(Task description) Every entry below must be repeated exactly; skip the pictures.

(Coordinate annotation entries)
+ + + + +
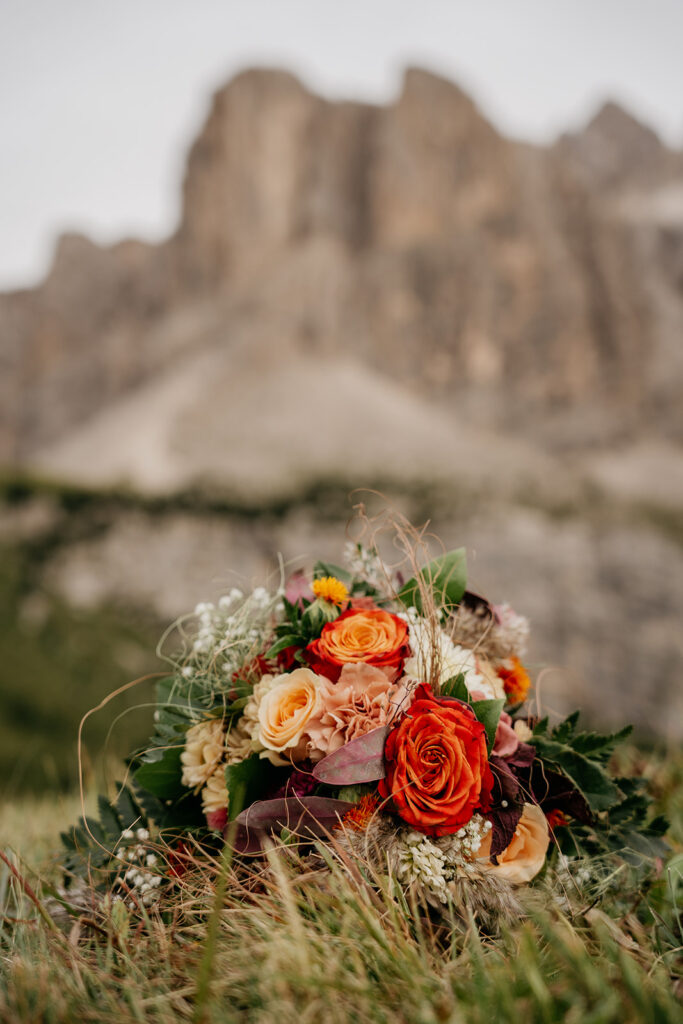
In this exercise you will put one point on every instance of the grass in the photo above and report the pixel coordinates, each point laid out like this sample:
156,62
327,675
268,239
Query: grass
298,943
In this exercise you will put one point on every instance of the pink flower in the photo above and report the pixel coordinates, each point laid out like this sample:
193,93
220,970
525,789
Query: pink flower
361,699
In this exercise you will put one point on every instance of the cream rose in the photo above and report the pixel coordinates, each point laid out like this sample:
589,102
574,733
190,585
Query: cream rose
525,855
205,748
361,699
280,710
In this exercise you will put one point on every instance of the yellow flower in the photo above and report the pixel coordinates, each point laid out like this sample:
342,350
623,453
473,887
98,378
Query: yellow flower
330,589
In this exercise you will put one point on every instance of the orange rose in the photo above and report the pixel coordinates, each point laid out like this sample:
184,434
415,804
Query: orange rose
373,636
437,770
515,680
525,855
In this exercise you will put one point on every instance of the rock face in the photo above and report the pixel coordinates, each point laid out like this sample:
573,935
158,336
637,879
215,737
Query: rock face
499,280
370,294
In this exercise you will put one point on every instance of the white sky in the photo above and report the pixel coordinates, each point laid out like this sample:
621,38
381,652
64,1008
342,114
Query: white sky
100,98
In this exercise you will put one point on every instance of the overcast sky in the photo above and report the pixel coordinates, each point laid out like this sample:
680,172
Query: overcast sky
99,100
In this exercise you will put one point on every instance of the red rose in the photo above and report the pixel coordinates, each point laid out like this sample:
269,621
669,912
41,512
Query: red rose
437,772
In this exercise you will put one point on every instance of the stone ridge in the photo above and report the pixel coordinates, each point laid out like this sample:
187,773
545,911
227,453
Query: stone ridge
501,281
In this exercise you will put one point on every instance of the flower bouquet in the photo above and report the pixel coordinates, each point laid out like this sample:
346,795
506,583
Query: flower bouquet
380,712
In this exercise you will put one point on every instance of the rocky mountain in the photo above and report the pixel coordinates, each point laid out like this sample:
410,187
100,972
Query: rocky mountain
395,297
502,282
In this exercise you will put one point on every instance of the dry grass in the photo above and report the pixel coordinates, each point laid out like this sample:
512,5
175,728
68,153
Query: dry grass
298,943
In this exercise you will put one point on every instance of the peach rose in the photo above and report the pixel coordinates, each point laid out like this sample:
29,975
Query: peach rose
525,855
373,636
360,700
281,709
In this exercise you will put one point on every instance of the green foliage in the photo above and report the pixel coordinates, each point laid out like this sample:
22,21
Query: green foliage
247,781
488,713
589,776
622,809
444,578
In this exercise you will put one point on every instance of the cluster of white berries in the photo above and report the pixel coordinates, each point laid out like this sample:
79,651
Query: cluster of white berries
575,870
141,881
513,628
434,863
230,631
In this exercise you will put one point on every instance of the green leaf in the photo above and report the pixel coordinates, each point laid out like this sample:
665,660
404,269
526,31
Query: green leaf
563,732
162,775
488,713
598,745
246,782
445,577
589,776
353,793
455,687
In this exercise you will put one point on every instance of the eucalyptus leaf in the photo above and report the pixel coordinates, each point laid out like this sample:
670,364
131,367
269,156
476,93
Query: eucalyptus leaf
455,687
488,713
249,779
162,776
445,577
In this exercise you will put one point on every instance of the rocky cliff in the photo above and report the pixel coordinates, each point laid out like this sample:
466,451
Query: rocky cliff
393,297
508,284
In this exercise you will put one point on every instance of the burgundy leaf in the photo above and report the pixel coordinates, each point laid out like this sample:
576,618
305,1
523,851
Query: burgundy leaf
312,814
359,761
504,820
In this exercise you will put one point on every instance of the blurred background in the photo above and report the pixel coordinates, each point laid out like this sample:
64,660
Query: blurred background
255,255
+ + + + +
(Finished exercise)
In this exercise you will put one point on every instance of the grass in the photo above and report the pixel coordinates, each point laid out like this sample:
156,62
327,675
268,239
Query: grass
298,943
In this exercise you will put one point on every instance of the pink flower in the photo above and report the pixel coordinates, each point laid out like this sample:
193,93
220,970
525,789
Query: pink flower
361,699
In this exercise you will put one point on every instance of the cream rose in the photo above and report the pixel coordinates, each point laid out like this sample:
589,102
574,733
190,585
Query: cream rose
525,855
205,748
361,699
280,710
In this exercise you will put one point on every instance of the yellow flower in the photo above and report the pixel coordinates, each point laid out like this sample:
342,350
623,453
473,887
98,378
Query: yellow flower
330,589
In this exercise you will put one point on every instance of the orange rose in the photo above and report the pixel coordinates, each point laid out like this sample:
184,434
415,804
Query: orange rose
373,636
437,770
515,680
525,855
In this exercise you will put one point on every instance of the rock face in the photo above and report the pixel coordinates, each point laid out like this sample:
573,935
158,336
637,879
215,737
Query: rock face
499,280
370,294
In this exercise you will put one point on every instance of the white sky in the photo above and report the pixel coordinates, each point laid out like this sample:
621,38
381,652
64,1008
342,114
Query: white sky
100,98
In this exercise you will put one point on every instance of the overcast sky in the photo above and report the pixel coordinates, each point laid out like this sample:
680,172
Query: overcast sky
99,100
In this exercise you will put one point on every instance of the red rose in the photo above and report the pixel coordinates, each point laid out like this sample:
269,621
669,912
41,512
Query: red rose
437,772
In this exercise you will put one point on every instance of the stone ridge in the photo above and report the pixel coordinates, each point laid out like this sample:
187,773
545,911
227,453
Query: stone ridge
501,281
In this exercise you will put one point on every instance of the flower bouquet in the photo above and report the pixel coordinates, each point laid out like this sample:
346,795
506,583
Query: flower bouquet
380,712
In this exercise you will put one point on every instance of the rocky mountain in the photo above and report the pixel coordinates, each point laid out like this sample:
410,187
100,972
Query: rocky mountain
395,297
502,282
In this exercise you will put one point on every instance of the dry grass in the photo above and report the pixel coordinates, each point laid out like this sample:
512,5
175,728
68,153
Query: dry grass
298,943
In this exercise you will put one point on every instance of the peach rose in the photo above and report the pixel coordinates, each point laid out like this sample:
29,975
Query: peach rose
525,855
373,636
360,700
281,709
In this exercise you will put one point on every instance of the green foliage in the photo above and report the pixel coordinates, each point laid out like this sample:
22,21
Query: green foliage
247,781
488,713
589,776
622,809
444,578
In this exercise you will put one point on every instance of the cluster of white berries in the photo above and report the pixel coordinates, each point laid out like this sample:
79,651
Query: cluster of white berries
575,870
141,881
513,628
434,863
230,631
In this exercise you will put one point on every instance of the green leaf in the photo above and report the pixel coordinates, each point laid out like this sample:
665,660
404,269
526,31
Query: green leaf
563,732
162,775
488,713
598,745
246,782
445,577
589,776
353,793
455,687
In this exercise you will put one point on every instance of the eucalyptus leaf in the photo above and report the pixel coordinates, each point laid out like this sample:
670,364
131,367
269,156
476,93
Query: eucalyptus leaf
455,687
488,713
249,779
162,776
445,577
In this exercise you will put one point on every instance of the rocky cliff in the photo above and report the pixel coordinates, each point laid out like this sample:
466,451
Query: rocky cliff
393,297
508,284
In this exercise you will put one point on every instance of the burgundy leaf in the photo above and report the pixel coordinates, each point laid out like this sample:
576,618
305,1
523,851
Query: burgundy leaf
312,814
359,761
504,820
In this exercise you will put one point on every instance of the blurred background in the photo above and report the pixel coordinates, each point laid out like this sample:
64,660
Query: blurred background
255,255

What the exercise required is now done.